With the line containing "urn in the photo above." as the starting point, output the remaining lines of the data exactly as they are, through the last.

# # #

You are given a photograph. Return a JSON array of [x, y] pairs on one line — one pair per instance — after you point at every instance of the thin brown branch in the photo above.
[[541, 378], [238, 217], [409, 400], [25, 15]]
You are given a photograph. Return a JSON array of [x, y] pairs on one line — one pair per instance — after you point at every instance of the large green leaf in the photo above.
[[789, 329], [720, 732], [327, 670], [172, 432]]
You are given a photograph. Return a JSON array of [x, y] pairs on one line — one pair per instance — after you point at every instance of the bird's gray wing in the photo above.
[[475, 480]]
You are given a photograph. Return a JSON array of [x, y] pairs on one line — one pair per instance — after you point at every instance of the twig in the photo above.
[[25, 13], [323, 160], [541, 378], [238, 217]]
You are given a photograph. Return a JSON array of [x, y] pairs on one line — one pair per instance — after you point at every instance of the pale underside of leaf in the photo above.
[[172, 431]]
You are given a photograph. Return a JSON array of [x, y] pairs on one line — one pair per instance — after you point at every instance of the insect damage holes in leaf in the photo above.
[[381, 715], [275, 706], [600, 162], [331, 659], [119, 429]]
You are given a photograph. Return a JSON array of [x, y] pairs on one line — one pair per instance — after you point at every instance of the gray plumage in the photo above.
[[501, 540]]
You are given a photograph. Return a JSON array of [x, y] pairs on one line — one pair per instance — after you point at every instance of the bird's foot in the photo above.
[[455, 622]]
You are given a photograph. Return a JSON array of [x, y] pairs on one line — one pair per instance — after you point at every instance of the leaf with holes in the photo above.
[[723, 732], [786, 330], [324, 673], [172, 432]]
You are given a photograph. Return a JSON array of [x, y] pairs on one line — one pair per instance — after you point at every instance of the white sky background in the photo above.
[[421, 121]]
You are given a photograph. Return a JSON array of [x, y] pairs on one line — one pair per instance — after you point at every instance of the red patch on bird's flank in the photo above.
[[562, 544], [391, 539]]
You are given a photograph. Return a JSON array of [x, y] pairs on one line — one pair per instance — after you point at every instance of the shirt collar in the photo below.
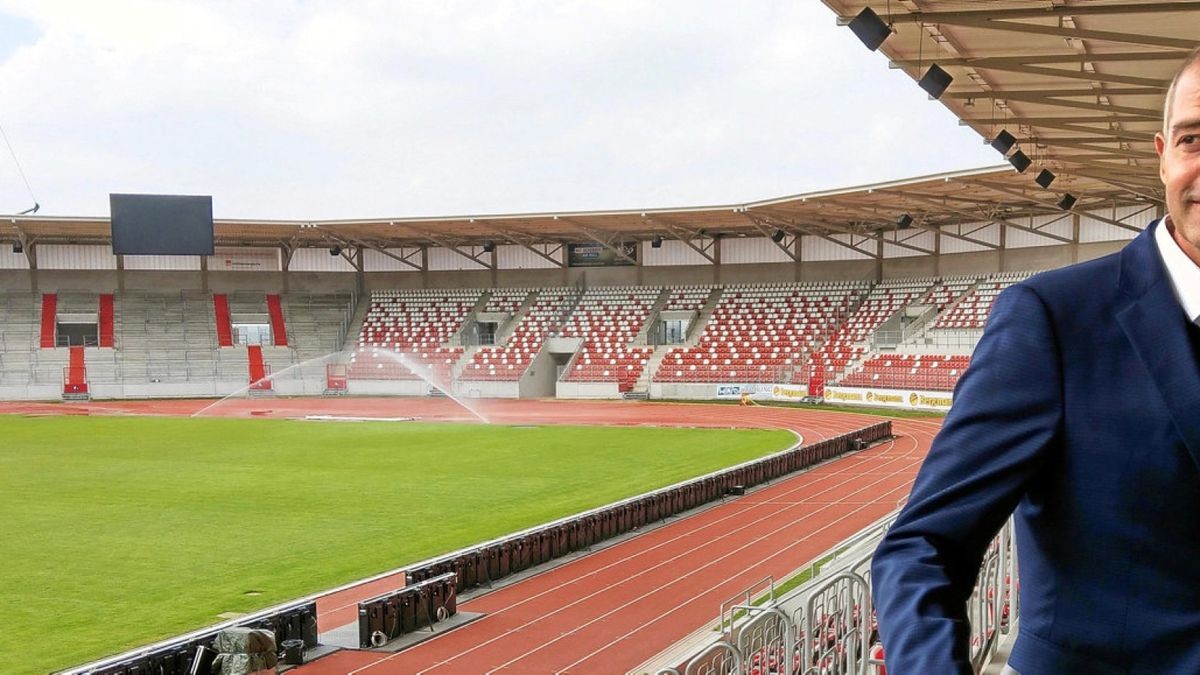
[[1185, 274]]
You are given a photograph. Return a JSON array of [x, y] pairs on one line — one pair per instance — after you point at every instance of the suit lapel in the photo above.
[[1155, 324]]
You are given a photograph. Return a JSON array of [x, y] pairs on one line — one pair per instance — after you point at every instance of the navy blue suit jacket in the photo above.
[[1080, 410]]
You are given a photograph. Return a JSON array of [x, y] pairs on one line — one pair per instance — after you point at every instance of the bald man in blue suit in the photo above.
[[1080, 411]]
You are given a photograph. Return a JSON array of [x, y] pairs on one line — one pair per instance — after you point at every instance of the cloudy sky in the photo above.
[[319, 109]]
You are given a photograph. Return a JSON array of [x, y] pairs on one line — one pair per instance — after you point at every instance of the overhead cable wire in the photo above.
[[16, 161]]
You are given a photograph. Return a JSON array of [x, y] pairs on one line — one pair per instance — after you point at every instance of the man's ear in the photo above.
[[1161, 147]]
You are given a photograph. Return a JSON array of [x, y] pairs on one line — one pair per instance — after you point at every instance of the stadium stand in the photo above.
[[901, 334], [509, 362], [415, 323], [609, 320], [760, 333], [847, 344]]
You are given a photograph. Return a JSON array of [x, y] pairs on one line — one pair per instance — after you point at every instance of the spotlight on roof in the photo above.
[[1003, 142], [935, 81], [1044, 178], [1020, 161], [870, 28]]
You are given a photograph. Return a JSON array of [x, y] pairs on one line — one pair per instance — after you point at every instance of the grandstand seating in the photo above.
[[760, 333], [972, 310], [510, 360], [849, 340], [687, 298], [607, 320], [418, 326], [739, 333], [936, 372]]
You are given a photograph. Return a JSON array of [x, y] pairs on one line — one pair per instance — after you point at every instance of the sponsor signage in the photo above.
[[594, 255], [789, 392], [911, 399]]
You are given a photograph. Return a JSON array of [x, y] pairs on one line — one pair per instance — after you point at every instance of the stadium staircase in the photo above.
[[508, 363], [223, 324], [607, 320], [417, 323], [318, 324], [700, 299], [757, 334], [75, 377], [49, 316], [106, 317], [279, 329], [652, 318]]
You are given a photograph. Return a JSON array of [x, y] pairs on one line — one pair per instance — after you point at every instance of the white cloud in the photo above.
[[336, 109]]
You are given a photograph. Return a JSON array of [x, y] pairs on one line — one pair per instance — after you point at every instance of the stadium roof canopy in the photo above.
[[1079, 84]]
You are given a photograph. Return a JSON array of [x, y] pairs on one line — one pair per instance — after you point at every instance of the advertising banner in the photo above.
[[594, 255], [789, 392], [911, 399]]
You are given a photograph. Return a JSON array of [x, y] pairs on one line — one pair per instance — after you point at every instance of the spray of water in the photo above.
[[270, 377], [427, 376], [411, 364]]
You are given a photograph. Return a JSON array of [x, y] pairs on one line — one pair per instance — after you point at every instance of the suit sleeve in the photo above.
[[1006, 416]]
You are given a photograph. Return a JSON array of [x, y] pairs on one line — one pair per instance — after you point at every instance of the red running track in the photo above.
[[617, 608]]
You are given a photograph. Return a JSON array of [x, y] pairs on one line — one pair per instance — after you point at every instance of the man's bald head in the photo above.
[[1192, 61]]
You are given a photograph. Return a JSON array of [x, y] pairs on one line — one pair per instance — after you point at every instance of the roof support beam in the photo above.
[[1093, 216], [1056, 99], [870, 215], [1110, 78], [1132, 187], [1107, 135], [1025, 60], [997, 220], [687, 236], [1108, 151], [527, 243], [451, 245], [1039, 120], [993, 23], [783, 245], [598, 236], [936, 17], [784, 222]]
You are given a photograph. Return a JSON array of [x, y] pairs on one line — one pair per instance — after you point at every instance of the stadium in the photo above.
[[659, 440]]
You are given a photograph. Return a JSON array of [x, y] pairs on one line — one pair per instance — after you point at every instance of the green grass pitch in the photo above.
[[121, 531]]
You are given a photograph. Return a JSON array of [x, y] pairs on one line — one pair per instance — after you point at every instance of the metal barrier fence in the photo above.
[[486, 562], [193, 652], [490, 561], [827, 626]]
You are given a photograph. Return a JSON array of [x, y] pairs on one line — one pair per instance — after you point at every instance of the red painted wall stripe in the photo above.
[[77, 374], [49, 320], [279, 330], [106, 321], [255, 354], [225, 328]]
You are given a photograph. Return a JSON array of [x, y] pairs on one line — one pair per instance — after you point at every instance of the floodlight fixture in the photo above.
[[1003, 142], [870, 28], [935, 81], [1020, 161]]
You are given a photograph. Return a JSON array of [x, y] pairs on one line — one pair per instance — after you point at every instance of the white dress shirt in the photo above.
[[1183, 273]]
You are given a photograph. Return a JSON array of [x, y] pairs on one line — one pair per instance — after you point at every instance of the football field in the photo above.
[[124, 530]]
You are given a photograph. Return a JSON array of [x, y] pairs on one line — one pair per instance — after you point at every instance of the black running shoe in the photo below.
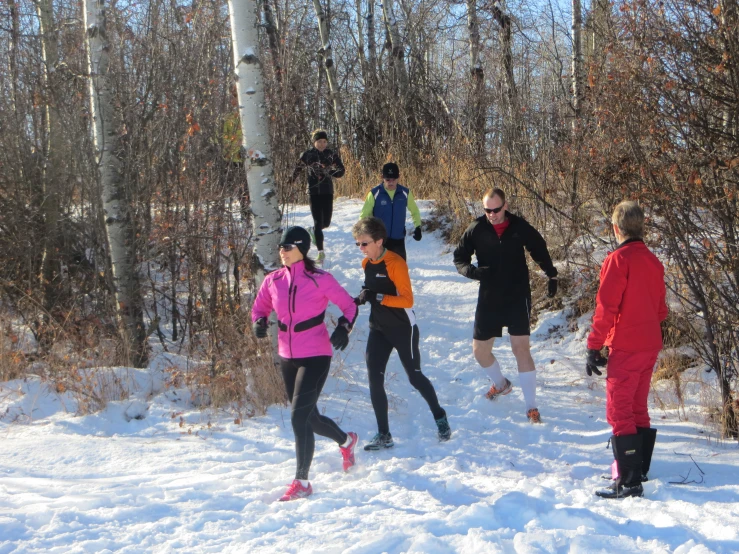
[[445, 432], [380, 441]]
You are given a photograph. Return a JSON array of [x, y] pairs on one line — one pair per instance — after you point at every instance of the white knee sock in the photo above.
[[528, 386], [496, 375]]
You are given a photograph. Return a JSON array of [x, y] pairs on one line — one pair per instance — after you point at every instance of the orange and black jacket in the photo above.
[[389, 276]]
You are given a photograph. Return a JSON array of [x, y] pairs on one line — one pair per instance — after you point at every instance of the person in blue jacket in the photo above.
[[389, 202]]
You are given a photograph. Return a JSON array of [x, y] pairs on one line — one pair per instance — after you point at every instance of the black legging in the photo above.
[[321, 208], [379, 347], [304, 378]]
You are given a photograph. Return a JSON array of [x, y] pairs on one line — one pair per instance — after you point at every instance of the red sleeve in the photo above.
[[613, 278]]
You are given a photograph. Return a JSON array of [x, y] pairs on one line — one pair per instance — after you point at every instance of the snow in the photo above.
[[152, 473]]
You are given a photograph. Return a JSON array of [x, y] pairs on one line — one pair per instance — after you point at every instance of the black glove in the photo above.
[[260, 328], [340, 336], [594, 361], [365, 296], [482, 273]]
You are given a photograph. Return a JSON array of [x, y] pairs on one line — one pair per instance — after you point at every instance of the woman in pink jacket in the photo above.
[[299, 293]]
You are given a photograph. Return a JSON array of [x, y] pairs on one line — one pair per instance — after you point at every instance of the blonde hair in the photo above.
[[629, 217]]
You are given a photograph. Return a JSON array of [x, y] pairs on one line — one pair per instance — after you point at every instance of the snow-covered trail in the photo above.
[[101, 483]]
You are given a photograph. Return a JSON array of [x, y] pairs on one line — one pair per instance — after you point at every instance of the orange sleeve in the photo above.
[[397, 272]]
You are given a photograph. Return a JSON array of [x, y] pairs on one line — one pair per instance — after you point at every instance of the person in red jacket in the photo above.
[[629, 309]]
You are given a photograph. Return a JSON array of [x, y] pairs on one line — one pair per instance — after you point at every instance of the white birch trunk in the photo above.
[[52, 162], [119, 225], [333, 81], [264, 208]]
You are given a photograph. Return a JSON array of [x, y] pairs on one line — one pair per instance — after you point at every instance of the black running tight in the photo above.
[[379, 347], [304, 379]]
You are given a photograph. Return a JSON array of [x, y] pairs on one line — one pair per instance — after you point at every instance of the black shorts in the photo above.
[[489, 321]]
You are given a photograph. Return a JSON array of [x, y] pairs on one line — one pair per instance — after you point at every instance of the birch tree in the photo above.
[[119, 224], [52, 161], [477, 107], [328, 63], [264, 209]]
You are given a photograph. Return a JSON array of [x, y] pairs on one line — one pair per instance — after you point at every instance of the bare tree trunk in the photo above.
[[371, 41], [333, 81], [13, 53], [397, 56], [264, 209], [477, 102], [273, 35], [50, 273], [516, 137], [577, 92], [119, 224]]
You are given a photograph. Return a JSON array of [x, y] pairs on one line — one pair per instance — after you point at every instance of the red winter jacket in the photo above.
[[631, 300]]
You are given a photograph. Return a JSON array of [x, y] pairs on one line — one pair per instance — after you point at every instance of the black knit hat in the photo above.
[[390, 171], [319, 134], [297, 236]]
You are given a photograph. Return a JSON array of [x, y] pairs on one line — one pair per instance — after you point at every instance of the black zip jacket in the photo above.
[[501, 261], [321, 167]]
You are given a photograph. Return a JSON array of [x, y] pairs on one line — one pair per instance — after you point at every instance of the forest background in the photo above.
[[570, 108]]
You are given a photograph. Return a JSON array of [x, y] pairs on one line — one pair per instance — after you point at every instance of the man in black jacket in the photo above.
[[320, 164], [498, 239]]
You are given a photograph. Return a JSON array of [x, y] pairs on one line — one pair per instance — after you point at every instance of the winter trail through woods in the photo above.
[[131, 479]]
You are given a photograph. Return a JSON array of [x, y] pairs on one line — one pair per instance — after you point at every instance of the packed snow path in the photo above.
[[110, 482]]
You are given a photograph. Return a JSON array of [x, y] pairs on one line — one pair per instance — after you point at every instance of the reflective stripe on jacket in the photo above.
[[391, 210]]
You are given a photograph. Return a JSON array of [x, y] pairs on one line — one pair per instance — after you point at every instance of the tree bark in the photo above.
[[50, 273], [477, 102], [119, 224], [264, 209], [333, 81], [516, 137], [397, 54]]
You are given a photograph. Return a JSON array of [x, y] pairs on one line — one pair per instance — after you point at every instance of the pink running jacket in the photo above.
[[300, 299]]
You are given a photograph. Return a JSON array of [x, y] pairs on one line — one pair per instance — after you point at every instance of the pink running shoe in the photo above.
[[296, 490], [348, 452]]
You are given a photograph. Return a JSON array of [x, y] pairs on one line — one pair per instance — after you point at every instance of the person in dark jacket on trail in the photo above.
[[388, 201], [629, 309], [499, 239], [321, 165], [392, 322], [299, 293]]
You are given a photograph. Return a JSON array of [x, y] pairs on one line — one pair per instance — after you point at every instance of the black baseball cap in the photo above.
[[297, 236], [390, 171]]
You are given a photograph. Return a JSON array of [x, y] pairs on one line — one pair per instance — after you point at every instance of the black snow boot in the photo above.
[[649, 437], [627, 450]]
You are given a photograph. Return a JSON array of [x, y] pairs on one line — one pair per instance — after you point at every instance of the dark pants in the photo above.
[[379, 347], [397, 246], [321, 208], [304, 378]]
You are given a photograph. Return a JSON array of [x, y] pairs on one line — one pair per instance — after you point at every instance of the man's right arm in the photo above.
[[463, 254], [369, 206]]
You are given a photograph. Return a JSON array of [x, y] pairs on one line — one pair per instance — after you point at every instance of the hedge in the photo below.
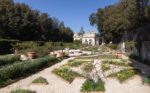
[[9, 59], [14, 72]]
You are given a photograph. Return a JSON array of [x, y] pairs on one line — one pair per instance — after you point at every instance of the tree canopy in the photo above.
[[19, 21], [116, 20]]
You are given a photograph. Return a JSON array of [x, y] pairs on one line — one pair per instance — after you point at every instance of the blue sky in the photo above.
[[74, 13]]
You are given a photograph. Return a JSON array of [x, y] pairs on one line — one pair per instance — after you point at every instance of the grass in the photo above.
[[100, 57], [90, 85], [22, 91], [74, 63], [105, 67], [124, 75], [66, 73], [147, 80], [9, 59], [40, 80]]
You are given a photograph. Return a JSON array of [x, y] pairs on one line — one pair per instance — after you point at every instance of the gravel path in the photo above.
[[56, 84]]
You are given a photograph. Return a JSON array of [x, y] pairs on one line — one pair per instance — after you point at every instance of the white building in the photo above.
[[88, 38]]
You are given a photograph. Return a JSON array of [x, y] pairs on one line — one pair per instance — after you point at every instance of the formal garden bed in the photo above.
[[66, 74], [147, 80], [22, 91], [9, 59], [18, 70], [40, 81]]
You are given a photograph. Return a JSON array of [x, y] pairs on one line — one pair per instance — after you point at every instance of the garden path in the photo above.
[[56, 84]]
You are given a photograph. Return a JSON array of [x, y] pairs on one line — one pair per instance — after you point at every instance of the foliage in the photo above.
[[124, 75], [42, 48], [19, 21], [137, 58], [113, 46], [105, 67], [90, 85], [120, 63], [22, 91], [75, 63], [129, 46], [9, 59], [66, 73], [6, 46], [40, 80], [116, 20], [11, 73]]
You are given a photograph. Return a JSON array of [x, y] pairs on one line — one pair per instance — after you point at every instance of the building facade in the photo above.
[[88, 38]]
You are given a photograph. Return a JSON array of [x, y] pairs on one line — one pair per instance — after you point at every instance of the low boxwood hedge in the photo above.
[[11, 73]]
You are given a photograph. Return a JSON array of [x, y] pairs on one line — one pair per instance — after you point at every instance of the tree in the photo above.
[[116, 20]]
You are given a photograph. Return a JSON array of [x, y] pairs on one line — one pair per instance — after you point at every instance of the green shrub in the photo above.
[[22, 91], [9, 59], [75, 63], [88, 67], [13, 72], [6, 46], [40, 80], [113, 46], [90, 85], [105, 67], [124, 74], [100, 57], [66, 73]]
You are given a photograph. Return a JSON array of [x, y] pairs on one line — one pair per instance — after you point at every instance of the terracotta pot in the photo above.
[[31, 55], [119, 55], [16, 51]]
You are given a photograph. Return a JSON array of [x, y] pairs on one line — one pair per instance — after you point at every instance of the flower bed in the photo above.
[[147, 80], [11, 73], [74, 63], [40, 80], [124, 74], [105, 67], [66, 73], [90, 85], [22, 91]]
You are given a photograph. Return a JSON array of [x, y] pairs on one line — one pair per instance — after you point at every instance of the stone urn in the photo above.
[[32, 55]]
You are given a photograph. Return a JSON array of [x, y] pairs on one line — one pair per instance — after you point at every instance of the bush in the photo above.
[[40, 80], [66, 73], [9, 59], [6, 46], [113, 46], [125, 74], [22, 91], [13, 72], [88, 67], [90, 85]]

# # #

Finished exercise:
You are given a photograph. Return a JSON array of [x, y] pairs on one line — one pair per instance — after you point at every instance of the stone urn in the photo above.
[[32, 55]]
You are given a photograph. Return a JSON array of [x, y] pairs on one line — one pair per instance — after you point at every instance of the bush in the photo above.
[[40, 80], [66, 73], [9, 59], [6, 46], [113, 46], [125, 74], [22, 91], [13, 72], [88, 67], [90, 85]]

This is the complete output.